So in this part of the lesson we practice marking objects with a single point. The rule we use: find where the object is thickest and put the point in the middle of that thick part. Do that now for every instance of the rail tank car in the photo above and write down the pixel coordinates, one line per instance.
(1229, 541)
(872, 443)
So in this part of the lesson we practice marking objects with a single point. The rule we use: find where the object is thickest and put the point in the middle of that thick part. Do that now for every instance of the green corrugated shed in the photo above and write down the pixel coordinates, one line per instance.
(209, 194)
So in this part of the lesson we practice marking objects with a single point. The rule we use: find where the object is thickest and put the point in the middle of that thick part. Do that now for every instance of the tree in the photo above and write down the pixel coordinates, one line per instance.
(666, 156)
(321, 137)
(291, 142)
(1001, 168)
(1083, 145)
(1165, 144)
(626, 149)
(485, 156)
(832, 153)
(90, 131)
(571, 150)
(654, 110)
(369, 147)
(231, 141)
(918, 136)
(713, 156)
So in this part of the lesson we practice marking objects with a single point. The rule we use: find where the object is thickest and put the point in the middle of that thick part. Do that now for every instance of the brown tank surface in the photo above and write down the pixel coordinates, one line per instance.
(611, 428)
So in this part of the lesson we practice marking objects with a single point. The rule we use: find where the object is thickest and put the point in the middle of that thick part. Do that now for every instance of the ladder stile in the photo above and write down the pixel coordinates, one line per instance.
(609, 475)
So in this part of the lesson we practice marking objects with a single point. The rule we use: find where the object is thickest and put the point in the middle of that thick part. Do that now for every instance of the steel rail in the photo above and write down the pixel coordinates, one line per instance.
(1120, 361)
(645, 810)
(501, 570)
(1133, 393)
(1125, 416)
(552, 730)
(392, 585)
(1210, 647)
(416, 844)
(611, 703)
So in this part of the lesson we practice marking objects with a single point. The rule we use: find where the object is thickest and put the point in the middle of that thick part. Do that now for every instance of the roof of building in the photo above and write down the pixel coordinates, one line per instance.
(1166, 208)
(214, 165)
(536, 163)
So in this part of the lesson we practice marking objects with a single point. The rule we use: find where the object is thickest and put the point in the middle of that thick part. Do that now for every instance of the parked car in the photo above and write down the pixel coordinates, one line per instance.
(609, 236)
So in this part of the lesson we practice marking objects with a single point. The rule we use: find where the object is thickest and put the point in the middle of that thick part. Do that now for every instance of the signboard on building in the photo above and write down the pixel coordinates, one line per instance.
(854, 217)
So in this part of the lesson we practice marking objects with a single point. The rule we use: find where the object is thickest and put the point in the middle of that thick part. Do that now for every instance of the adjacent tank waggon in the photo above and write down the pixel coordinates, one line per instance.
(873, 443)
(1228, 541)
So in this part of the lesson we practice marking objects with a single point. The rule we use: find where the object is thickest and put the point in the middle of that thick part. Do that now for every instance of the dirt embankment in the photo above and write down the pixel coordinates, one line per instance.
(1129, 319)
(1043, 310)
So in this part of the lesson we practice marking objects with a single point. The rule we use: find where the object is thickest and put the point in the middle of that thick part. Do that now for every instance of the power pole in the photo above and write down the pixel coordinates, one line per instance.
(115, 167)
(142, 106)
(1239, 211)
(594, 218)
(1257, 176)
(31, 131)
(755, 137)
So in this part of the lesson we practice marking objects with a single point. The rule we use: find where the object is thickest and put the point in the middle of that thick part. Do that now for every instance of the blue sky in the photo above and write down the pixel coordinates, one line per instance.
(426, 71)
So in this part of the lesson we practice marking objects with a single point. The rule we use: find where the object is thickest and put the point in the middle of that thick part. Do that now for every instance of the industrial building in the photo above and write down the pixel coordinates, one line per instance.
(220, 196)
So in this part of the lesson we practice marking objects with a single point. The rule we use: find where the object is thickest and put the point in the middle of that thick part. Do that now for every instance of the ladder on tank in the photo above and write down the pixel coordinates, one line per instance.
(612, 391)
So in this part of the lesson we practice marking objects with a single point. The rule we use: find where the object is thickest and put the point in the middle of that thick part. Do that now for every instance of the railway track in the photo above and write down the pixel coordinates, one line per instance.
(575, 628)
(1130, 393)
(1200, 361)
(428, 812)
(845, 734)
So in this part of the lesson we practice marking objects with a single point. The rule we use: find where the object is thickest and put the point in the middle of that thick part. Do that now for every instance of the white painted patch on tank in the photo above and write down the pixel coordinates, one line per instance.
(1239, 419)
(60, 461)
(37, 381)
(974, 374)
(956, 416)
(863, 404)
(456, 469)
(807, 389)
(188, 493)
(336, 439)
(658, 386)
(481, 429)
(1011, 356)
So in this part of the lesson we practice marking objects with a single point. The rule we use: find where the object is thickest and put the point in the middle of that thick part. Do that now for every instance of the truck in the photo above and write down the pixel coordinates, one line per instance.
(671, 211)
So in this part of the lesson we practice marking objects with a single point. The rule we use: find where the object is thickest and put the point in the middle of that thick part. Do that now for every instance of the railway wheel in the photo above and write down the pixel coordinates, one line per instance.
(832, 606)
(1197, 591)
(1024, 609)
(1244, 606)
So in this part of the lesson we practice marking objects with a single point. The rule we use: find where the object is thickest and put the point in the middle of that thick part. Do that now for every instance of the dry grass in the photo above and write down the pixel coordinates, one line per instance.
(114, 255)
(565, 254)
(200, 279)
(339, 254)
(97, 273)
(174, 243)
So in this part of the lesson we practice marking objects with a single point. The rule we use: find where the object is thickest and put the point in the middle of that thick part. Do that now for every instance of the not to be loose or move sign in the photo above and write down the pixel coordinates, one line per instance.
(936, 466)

-*-

▶ **DO THIS**
Emit the full listing verbatim.

▶ **ANSWER BELOW**
So in this part of the lesson we practice marking objects with a single point. The rule we use: find where the object is thickest and put the point in the middle of that thick part. Do that now for every instance of the rail tank car in the photo above and write down the pixel coordinates, one line per instance.
(1229, 541)
(872, 443)
So in this part of the lesson we practice marking objects with a single point. The rule we use: find where the object is thickest and put the point in the middle of that thick part. Do that now for every instance of the green corrugated shed in the photo above and write down the pixel coordinates, one line per instance.
(209, 194)
So in this part of the lesson we practice marking objects with a single point. The rule we use: find where the object is thickest and put the point in the middle of that thick part. Do that now for every instance of the tree in the photo above and write down the pixel coordinates, one line per instance.
(666, 156)
(321, 137)
(291, 142)
(1001, 168)
(1083, 145)
(1165, 144)
(626, 149)
(485, 156)
(832, 153)
(90, 131)
(571, 150)
(654, 110)
(369, 147)
(231, 141)
(918, 136)
(713, 156)
So in this part of the lesson we practice marking objects with a single point. The rule we use: find where the object is thickest and put the point in the middle of that thick part. Do that now for every instance of the brown tank surface in the photo above and write down the pixel coordinates, one line per instance.
(611, 428)
So in this part of the lesson we practice marking objects with a single point. The rule we use: find where the object is thickest and put the point in the middle of that thick part. Do that now for every instance of the ladder stile in the photo above and write down the pixel coordinates, one line per instance.
(609, 475)
So in this part of the lesson we practice marking objects with a single point. The rule we use: find where the object is thickest and put the point in the middle of that thick part. Do that now for every instance of the steel rail in the photo above and write down the pixel coordinates, one line per instance.
(1120, 361)
(645, 810)
(501, 570)
(1133, 393)
(1125, 416)
(552, 730)
(392, 585)
(1210, 647)
(416, 844)
(611, 703)
So in this part of the lesson we practice marking objects with a single point. The rule we use: find where the object is thickest and put the point in the middle of that thick part. Do that now for every instance of the roof of building in the photo above and write down the pixel coordinates, one line per instance.
(1166, 208)
(214, 165)
(536, 163)
So in this part of the lesson we practice marking objects with a single point. The rule we use: find where the object is thickest and put the point in the middle of that thick part. Do that now for every instance of the parked car in the photo above and write down the pixel coordinates, one line per instance.
(609, 236)
So in this part of the lesson we practice marking objects with a single point. The rule we use: find where the object is thickest and put the point in the middle of that thick part. Do that now for every instance of the signboard on building in the photo above and write down the pixel coordinates, one line per instance.
(854, 217)
So in this part of the lesson we practice marking objects with a single point. The rule we use: find where the object is thickest and put the point in the middle of that thick part. Do that now for every instance of the adjacent tank waggon in the photo above and write down the pixel coordinates, one line per instance.
(873, 443)
(1228, 541)
So in this part of the lesson we practice marking objects with a single point. The rule we use: find where the object is thickest and put the point in the middle of that thick part. Do that now for every instance of the dirt embankment in the photo above and write down the pixel coordinates, one line per instance.
(1129, 319)
(1043, 310)
So in this part of the lesson we practice marking objects with a single point. The rule we use: find where the object is thickest and put the point in the middle of that thick part. Do that now for every instance of the power pole in the photo above and write down the pixel coordinates, one line per instance.
(115, 167)
(142, 106)
(1239, 211)
(594, 218)
(1257, 176)
(31, 131)
(755, 137)
So in this part of the lesson we practice marking objects with a single point. The rule we use: find where the object is thickest and put the point in the middle of that thick part. Do that now for every instance of the blue sky in the photo above and write down the pixel coordinates, one line per instance.
(426, 71)
So in this part of the lesson we practice marking objects with a single point. The rule we use: find where the object is thickest and put the point in the middle of that thick part. Do that now for every instance of the industrial building in the photo above and write down the pixel coordinates, one line per instance.
(220, 196)
So in this part of the lesson we practice marking objects with a single point. The rule we use: find where the object is thickest and put the point in the middle of that thick part. Do that now for every instance of the ladder on tank in the photo above and write down the pixel coordinates, one line per instance.
(612, 391)
So in this part of the lesson we practice marking objects with a single point. The rule we use: find where the object is thickest and put the point in the middle of that thick part. Do that now for every instance of the railway track in the photo above and write down the pixel coordinates, one line per instance.
(575, 628)
(1130, 393)
(1200, 361)
(428, 812)
(845, 734)
So in this part of the lesson we practice marking objects with a single point. The rule we use: find where the object is thickest and put the point in the middle of that thick part. Do that now for every instance of the white painted patch on tank in the photo above and write down the pixel coordinates, one line per instance.
(1239, 419)
(60, 461)
(37, 381)
(974, 374)
(956, 416)
(863, 404)
(456, 469)
(807, 389)
(188, 493)
(336, 439)
(658, 386)
(481, 429)
(1011, 356)
So in this part of the lesson we practice marking objects with a single point. The rule we use: find where the object is thickest and put the point in the middle of that thick part. Do that now for every instance of the truck in the photo above and write down the pixel coordinates, one line per instance.
(671, 211)
So in this part of the lesson we practice marking objects with a single point. The rule we use: find where the object is thickest and put the point in the middle of that thick part. Do that now for every instance of the railway wheel in the photo above and write down the pixel coordinates, one line per instance.
(832, 606)
(1197, 591)
(1024, 609)
(1244, 606)
So in this part of the lesson we practice marking objects with a single point. The rule we use: find where the object is thickest and put the point in the middle of that thick part. Do that now for every instance of the dry grass in the photo above and write down the pixel coordinates, one line per instance.
(114, 255)
(565, 254)
(200, 279)
(339, 254)
(97, 273)
(174, 243)
So in this part of the lesson we practice marking objects with a single point. The rule we use: find where the object is thickest and put the point in the middle of that thick part. Do that now for every instance of the not to be loose or move sign in the photo above and write down the pixel coordinates, one line per instance.
(936, 466)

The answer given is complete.